In the text on parent and offspring health correlations, why might adding the offspring's adult characteristics to the models leave the overall correlation unchanged? Answer in one to three sentences.

┌─ SELECTED TEXT

We assume that parental investments and the shared family environment in childhood will strengthen correlations. However, young adults' investment in their own health may reduce or strengthen the correlation with their parents' health depending upon how closely young adult offspring follow their parent's preferences for investing in health.

To understand how early life factors and young adult characteristics that may influence health outcomes impact on the correlation in health, we estimate stepwise models that include these characteristics. We hypothesize that controlling for early life factors will reduce some of the correlation in the family correlation in health. We further assume that when there is homophily in parent and offspring adult characteristics, including these offspring's adult characteristics will reduce the correlation. If there is a divergence between parent and their offspring, including these characteristics may not reduce or impact the observed correlation. So overall, when looking at the sample, these characteristics may have no impact on the observed correlation depending upon the degree of homophily/divergence. We assume that this relationship will work similarly for mental and physical health.

└─
┌─ SOURCE DATA

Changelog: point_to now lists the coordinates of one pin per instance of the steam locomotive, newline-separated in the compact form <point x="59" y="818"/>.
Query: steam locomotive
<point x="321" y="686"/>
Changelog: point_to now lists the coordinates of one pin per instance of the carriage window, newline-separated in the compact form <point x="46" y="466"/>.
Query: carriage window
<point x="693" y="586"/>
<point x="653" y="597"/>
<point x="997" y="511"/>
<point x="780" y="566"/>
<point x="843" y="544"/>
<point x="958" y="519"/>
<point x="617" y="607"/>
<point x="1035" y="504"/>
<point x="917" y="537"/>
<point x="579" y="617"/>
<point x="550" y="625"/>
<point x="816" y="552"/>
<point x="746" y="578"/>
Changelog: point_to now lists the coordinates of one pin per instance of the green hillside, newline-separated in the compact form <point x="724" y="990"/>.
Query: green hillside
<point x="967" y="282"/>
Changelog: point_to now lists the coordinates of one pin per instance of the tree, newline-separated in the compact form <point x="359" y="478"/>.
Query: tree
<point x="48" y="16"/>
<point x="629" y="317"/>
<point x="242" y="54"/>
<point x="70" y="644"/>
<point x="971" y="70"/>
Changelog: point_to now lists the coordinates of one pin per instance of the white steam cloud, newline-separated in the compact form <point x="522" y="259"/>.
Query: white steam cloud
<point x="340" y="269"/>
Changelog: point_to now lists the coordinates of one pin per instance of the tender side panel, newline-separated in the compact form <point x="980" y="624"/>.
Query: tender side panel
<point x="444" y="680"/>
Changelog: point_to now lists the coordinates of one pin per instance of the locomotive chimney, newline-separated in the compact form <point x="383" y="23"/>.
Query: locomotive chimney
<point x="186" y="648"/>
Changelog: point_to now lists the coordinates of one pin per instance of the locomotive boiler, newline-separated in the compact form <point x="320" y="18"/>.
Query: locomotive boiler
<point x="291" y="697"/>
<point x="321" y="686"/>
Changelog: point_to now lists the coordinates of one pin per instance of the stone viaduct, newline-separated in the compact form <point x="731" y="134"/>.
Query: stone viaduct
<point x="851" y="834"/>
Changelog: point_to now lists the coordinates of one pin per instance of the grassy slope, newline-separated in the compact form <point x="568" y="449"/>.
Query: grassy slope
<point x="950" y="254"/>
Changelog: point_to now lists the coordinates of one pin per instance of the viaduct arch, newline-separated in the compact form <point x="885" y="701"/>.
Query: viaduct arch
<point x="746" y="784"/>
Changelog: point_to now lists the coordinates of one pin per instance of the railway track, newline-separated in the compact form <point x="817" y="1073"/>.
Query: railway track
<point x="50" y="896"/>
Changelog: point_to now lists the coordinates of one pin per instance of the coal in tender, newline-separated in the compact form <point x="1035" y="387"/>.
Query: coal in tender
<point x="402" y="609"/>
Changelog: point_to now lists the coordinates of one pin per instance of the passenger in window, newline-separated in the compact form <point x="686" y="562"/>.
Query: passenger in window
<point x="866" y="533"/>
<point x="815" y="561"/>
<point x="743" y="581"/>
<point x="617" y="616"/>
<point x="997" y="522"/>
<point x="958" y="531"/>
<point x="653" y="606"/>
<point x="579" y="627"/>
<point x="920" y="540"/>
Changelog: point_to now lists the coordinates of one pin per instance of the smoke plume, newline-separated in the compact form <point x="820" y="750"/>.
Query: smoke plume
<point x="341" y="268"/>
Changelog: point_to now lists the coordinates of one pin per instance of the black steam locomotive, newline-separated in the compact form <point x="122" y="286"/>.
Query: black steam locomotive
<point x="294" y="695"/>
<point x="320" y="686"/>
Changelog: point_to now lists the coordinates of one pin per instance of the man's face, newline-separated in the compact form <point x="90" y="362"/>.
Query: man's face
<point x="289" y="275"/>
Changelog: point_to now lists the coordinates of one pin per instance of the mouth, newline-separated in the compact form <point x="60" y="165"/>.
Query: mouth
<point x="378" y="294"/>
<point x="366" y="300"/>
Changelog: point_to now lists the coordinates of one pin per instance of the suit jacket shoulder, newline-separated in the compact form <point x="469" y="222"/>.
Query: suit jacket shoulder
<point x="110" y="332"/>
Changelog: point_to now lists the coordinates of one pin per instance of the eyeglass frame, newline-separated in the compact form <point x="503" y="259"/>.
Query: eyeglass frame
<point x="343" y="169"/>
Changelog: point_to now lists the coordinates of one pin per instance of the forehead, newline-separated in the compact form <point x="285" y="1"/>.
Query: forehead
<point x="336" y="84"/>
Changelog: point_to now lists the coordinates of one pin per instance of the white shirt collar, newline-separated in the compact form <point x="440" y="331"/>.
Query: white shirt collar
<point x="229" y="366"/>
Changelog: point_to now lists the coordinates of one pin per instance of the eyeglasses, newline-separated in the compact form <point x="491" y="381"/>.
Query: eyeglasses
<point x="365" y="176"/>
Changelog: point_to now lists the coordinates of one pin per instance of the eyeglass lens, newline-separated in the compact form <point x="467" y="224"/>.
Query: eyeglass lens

└─

_EXPECTED ANSWER_. Including these characteristics is expected to reduce the correlation when parent and offspring are alike in their adult characteristics (homophily). Where parents and offspring diverge, including them may not reduce or affect the correlation. Across the whole sample, the net effect therefore depends on how much homophily or divergence there is, so the characteristics may have no impact.